DESCRIPTION OF THE TASK » Set down all the entries again, word for word.

• • • •

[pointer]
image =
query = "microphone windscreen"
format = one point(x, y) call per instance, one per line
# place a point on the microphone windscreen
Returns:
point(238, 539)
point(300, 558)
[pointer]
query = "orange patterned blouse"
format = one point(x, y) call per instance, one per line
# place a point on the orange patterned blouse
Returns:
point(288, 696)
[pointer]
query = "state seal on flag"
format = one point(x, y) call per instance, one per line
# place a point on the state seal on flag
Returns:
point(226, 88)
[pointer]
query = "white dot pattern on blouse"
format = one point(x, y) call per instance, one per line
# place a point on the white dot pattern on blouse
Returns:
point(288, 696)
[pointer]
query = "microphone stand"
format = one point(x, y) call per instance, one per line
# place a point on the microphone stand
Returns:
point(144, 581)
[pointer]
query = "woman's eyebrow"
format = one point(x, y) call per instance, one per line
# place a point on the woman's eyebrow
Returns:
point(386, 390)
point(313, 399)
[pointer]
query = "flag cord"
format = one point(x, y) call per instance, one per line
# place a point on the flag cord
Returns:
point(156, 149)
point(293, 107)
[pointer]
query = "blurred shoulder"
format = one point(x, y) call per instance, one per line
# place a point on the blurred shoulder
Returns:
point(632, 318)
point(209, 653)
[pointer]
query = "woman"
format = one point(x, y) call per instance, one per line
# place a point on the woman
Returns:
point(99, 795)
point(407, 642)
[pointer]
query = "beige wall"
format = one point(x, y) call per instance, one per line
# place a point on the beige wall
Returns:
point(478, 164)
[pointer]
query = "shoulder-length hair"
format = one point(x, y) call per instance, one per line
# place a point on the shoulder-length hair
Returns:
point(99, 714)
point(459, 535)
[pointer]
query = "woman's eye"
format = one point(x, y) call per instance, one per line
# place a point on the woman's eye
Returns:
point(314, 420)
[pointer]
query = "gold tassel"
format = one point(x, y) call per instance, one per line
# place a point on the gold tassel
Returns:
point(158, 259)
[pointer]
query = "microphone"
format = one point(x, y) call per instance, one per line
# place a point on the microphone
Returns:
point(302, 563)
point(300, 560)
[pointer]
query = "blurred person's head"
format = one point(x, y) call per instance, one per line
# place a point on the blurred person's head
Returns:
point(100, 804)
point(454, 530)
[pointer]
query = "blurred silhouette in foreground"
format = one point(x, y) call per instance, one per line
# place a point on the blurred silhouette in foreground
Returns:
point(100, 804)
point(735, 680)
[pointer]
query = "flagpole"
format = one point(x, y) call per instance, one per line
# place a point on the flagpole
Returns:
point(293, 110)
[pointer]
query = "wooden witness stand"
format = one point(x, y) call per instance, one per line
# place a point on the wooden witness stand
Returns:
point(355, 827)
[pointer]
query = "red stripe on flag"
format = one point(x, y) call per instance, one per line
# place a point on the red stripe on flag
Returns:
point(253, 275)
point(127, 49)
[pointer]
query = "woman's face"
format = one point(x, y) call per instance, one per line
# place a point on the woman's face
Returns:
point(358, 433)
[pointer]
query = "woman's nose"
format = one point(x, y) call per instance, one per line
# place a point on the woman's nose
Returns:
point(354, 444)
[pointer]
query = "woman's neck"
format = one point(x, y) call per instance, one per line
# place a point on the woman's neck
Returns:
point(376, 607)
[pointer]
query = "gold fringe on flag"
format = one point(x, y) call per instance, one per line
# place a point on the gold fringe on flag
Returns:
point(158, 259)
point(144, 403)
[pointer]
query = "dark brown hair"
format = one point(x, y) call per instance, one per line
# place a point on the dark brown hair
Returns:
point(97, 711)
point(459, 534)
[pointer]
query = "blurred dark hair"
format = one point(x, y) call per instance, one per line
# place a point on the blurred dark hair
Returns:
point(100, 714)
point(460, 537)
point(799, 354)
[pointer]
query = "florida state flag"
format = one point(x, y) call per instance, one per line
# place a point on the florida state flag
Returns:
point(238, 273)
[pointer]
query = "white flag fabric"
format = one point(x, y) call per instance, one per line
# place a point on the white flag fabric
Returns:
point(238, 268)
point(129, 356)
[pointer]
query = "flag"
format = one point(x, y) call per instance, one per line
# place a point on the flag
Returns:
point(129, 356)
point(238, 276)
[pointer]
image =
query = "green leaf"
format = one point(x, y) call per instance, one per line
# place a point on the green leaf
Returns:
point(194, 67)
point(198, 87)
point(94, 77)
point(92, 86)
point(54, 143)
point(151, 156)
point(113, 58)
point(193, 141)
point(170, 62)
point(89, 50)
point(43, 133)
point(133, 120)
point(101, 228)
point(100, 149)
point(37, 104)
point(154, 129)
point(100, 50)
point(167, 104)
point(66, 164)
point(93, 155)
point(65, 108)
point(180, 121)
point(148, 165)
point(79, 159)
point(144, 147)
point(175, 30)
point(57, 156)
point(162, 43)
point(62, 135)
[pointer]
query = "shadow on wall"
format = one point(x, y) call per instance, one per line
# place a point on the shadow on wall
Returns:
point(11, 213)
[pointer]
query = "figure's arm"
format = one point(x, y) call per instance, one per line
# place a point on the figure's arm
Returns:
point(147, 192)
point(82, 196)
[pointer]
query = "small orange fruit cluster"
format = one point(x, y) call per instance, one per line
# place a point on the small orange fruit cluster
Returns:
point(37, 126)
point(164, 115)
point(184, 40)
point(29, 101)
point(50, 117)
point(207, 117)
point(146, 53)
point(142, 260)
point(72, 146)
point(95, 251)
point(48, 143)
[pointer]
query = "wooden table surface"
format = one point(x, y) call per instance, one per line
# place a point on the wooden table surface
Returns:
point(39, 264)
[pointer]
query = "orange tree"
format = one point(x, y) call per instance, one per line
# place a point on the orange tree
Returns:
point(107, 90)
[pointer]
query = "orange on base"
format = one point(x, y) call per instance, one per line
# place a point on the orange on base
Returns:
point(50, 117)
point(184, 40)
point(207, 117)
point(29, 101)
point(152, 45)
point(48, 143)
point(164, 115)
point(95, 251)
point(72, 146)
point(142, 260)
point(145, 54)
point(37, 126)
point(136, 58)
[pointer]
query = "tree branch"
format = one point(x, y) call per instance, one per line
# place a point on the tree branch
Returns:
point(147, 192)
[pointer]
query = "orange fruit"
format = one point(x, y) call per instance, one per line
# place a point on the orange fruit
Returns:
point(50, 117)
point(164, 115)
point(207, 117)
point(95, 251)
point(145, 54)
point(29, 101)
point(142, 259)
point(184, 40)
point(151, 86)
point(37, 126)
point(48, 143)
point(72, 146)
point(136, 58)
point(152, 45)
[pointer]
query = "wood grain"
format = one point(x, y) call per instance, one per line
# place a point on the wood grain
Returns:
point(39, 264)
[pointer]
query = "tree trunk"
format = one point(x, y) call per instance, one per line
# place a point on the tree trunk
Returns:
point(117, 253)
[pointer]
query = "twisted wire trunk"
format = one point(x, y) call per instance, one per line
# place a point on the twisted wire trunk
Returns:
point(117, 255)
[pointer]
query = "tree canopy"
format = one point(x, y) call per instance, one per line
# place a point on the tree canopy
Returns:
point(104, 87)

• • • •

PROBLEM SOLUTION »
[pointer]
image =
query = "microphone windscreen"
format = one point(x, y) call per instance, one per line
# place a point on the microphone windscreen
Returns:
point(238, 539)
point(300, 558)
[pointer]
query = "orange patterned blouse"
format = one point(x, y) call per instance, one per line
# place a point on the orange patterned blouse
Returns:
point(288, 696)
[pointer]
query = "state seal on flag"
format = one point(x, y) call per instance, one per line
# place a point on the state seal on flag
Returns:
point(226, 88)
[pointer]
query = "white dot pattern on blouse"
format = one point(x, y) call per instance, one per line
# place a point on the white dot pattern on blouse
Returns:
point(288, 696)
[pointer]
query = "microphone stand"
format = one point(x, y) call per instance, one per line
# place a point on the microphone stand
Returns:
point(144, 581)
[pointer]
query = "woman's eyebrow"
format = one point(x, y) call per instance, one per line
# place a point on the woman's eyebrow
Returns:
point(386, 390)
point(313, 399)
[pointer]
query = "flag cord"
format = one point(x, y) call per instance, one per line
# place a point on the flag cord
Returns:
point(156, 149)
point(293, 107)
[pointer]
query = "blurred shoulder"
format = one point(x, y) call per instance, one per line
# place a point on the blurred shoulder
Returns:
point(632, 318)
point(209, 653)
[pointer]
query = "woman"
format = one point(x, y) call per instance, one per line
# place a point on the woman
Returns:
point(99, 795)
point(407, 642)
[pointer]
query = "beige wall"
format = one point(x, y) call per instance, one per line
# place a point on the beige wall
Returns:
point(478, 164)
[pointer]
query = "shoulder-length hair"
format = one point(x, y) call per instance, one per line
# place a point on the shoulder-length hair
Returns:
point(99, 714)
point(459, 535)
[pointer]
query = "woman's eye"
format = one point(x, y) call per instance, one per line
# place a point on the woman's eye
Returns:
point(314, 420)
[pointer]
query = "gold tassel"
format = one point(x, y) call per instance, one per line
# place a point on the gold tassel
Returns:
point(158, 259)
[pointer]
query = "microphone"
format = one point(x, y) call per instance, one per line
# place a point on the microphone
Returns:
point(302, 563)
point(300, 560)
[pointer]
query = "blurred person's head"
format = one point(x, y) call per instance, one per line
# place a point on the blurred person's head
Returns:
point(100, 804)
point(454, 530)
[pointer]
query = "blurred silhouette in foreground"
format = one point(x, y) call per instance, one per line
# place a point on the blurred silhouette in foreground
Returns:
point(100, 804)
point(735, 680)
[pointer]
query = "flagpole"
format = one point(x, y) call per instance, one per line
# place a point on the flagpole
Returns:
point(293, 110)
[pointer]
query = "wooden witness stand"
format = one point(x, y) call per instance, one per line
# place a point on the wooden witness stand
Returns:
point(355, 827)
[pointer]
query = "red stripe on flag"
format = one point(x, y) call per instance, one per line
# place a point on the red stripe on flag
Returns:
point(253, 275)
point(127, 49)
[pointer]
query = "woman's face"
format = one point(x, y) call per instance, one per line
# place a point on the woman's face
Returns:
point(358, 433)
[pointer]
query = "woman's nose"
format = one point(x, y) call per instance, one per line
# place a point on the woman's nose
Returns:
point(354, 444)
[pointer]
query = "woman's neck"
format = one point(x, y) call per instance, one per line
# place a point on the woman's neck
Returns:
point(376, 607)
[pointer]
query = "gold fringe on flag"
format = one point(x, y) call per instance, one per line
# place a point on the gold fringe on flag
Returns:
point(158, 259)
point(144, 403)
[pointer]
query = "dark brown hair"
format = one point(x, y) call per instance, one per line
# place a point on the dark brown hair
Returns:
point(97, 711)
point(459, 534)
[pointer]
query = "blurred dark hair"
format = one point(x, y) call per instance, one per line
# place a point on the blurred dark hair
Returns:
point(100, 714)
point(460, 537)
point(799, 354)
[pointer]
query = "florida state flag"
format = one point(x, y) call per instance, one per line
# place a point on the florida state flag
Returns:
point(238, 273)
[pointer]
query = "white flag fabric"
format = one point(x, y) call per instance, one per line
# place a point on the white flag fabric
Returns:
point(238, 268)
point(129, 356)
[pointer]
query = "flag"
format = one point(x, y) call per instance, one per line
# place a point on the flag
Returns:
point(129, 356)
point(238, 276)
[pointer]
image =
query = "green leaf"
format = one point(x, y) call per instance, one per line
# place a point on the green leaf
Returns:
point(194, 67)
point(198, 87)
point(94, 77)
point(92, 86)
point(54, 143)
point(151, 156)
point(113, 58)
point(193, 141)
point(170, 62)
point(89, 50)
point(43, 133)
point(133, 120)
point(101, 228)
point(100, 149)
point(37, 104)
point(154, 129)
point(100, 50)
point(167, 104)
point(66, 164)
point(93, 155)
point(65, 108)
point(180, 121)
point(148, 165)
point(79, 159)
point(144, 147)
point(175, 30)
point(57, 156)
point(162, 43)
point(62, 135)
[pointer]
query = "shadow on wall"
format = one point(x, y) call per instance, one per line
# place a point on the shadow on wall
Returns:
point(11, 213)
[pointer]
query = "figure's arm"
format = one point(x, y) call per instance, one per line
# place a point on the figure's arm
Returns:
point(147, 192)
point(82, 196)
[pointer]
query = "small orange fruit cluster"
format = one point(x, y) call per instance, one per line
# place a point on the small orange fruit cluster
Returns:
point(37, 126)
point(164, 115)
point(184, 40)
point(29, 101)
point(50, 117)
point(207, 117)
point(146, 53)
point(142, 260)
point(72, 146)
point(95, 251)
point(48, 143)
[pointer]
query = "wooden table surface"
format = one point(x, y) call per instance, one per line
# place a point on the wooden table surface
Returns:
point(39, 264)
[pointer]
query = "orange tree"
format = one point(x, y) call per instance, one per line
# place a point on the orange tree
Returns:
point(107, 90)
[pointer]
query = "orange on base"
format = one point(x, y) call per instance, one per line
# place a point on the orange on base
Returns:
point(50, 117)
point(184, 40)
point(207, 117)
point(29, 101)
point(152, 45)
point(48, 143)
point(164, 115)
point(95, 251)
point(72, 146)
point(142, 260)
point(145, 54)
point(37, 126)
point(136, 58)
[pointer]
query = "tree branch"
format = one point(x, y) call per instance, one per line
# place a point on the tree branch
Returns:
point(147, 192)
[pointer]
query = "orange fruit"
format = one point(x, y) call per instance, one per line
# place a point on the orange fruit
Returns:
point(50, 117)
point(164, 115)
point(207, 117)
point(95, 251)
point(145, 54)
point(29, 101)
point(142, 259)
point(184, 40)
point(151, 86)
point(37, 126)
point(48, 143)
point(72, 146)
point(136, 58)
point(152, 45)
[pointer]
query = "wood grain"
format = one point(x, y) call per instance, one per line
# place a point on the wood grain
Returns:
point(39, 264)
[pointer]
query = "tree trunk"
format = one point(x, y) call per instance, one per line
# place a point on the tree trunk
Returns:
point(117, 253)
[pointer]
query = "twisted wire trunk"
format = one point(x, y) call per instance, one per line
# place a point on the twisted wire trunk
Returns:
point(117, 255)
[pointer]
query = "tree canopy"
format = one point(x, y) call per instance, one per line
# place a point on the tree canopy
Returns:
point(104, 87)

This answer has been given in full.